Task set →
a - Copy from the kitten adoption thread below, starting at "## Fatima (Nov" and ending after "(Sep 17, 2010)".
b - Continue the kitten adoption thread below, picking up after its final line.

::: Text section :::

# Kittens for Adoption



## Fatima (Nov 6, 2010)

Hi, 

Im looking to adopt a small kitten around 6 weeks old . If anyone knows where i can get one please do reply. 

Thankss:clap2:


----------



## Horus (Sep 17, 2010)

I have seen loads wandering around at Khan El-Khalili Market in Cairo on the night - you won't even need to pay for them 

I wanted them ALL 

If you don't see any just put some food out you soon will


----------



## Helen Ellis (Aug 9, 2008)

Fatima said:


> Hi,
> 
> Im looking to adopt a small kitten around 6 weeks old . If anyone knows where i can get one please do reply.
> 
> Thankss:clap2:


A friend has 6 in Hurghada, white and multi col. Is that any use?


----------



## MaidenScotland (Jun 6, 2009)

::: Data provided :::

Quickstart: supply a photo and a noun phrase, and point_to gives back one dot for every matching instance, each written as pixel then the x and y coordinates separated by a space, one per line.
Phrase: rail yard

:::

Responses to the tasks →
a -
## Fatima (Nov 6, 2010)

Hi, 

Im looking to adopt a small kitten around 6 weeks old . If anyone knows where i can get one please do reply. 

Thankss:clap2:


----------



## Horus (Sep 17, 2010)

b -
Try here 

http://www.facebook.com/group.php?gid=16217425153

Egyptian Mau Rescue Organization (EMRO) emaurescue.org :: adopt a mau


----------



## ekexpat (Mar 23, 2010)

*Hi*

Are you still looking for a kitten? I rescued 3 yesterday. IF you are PLEASE call me !!! 




Fatima said:


> Hi,
> 
> Im looking to adopt a small kitten around 6 weeks old . If anyone knows where i can get one please do reply.
> 
> Thankss:clap2:


----------



## Fatima (Nov 6, 2010)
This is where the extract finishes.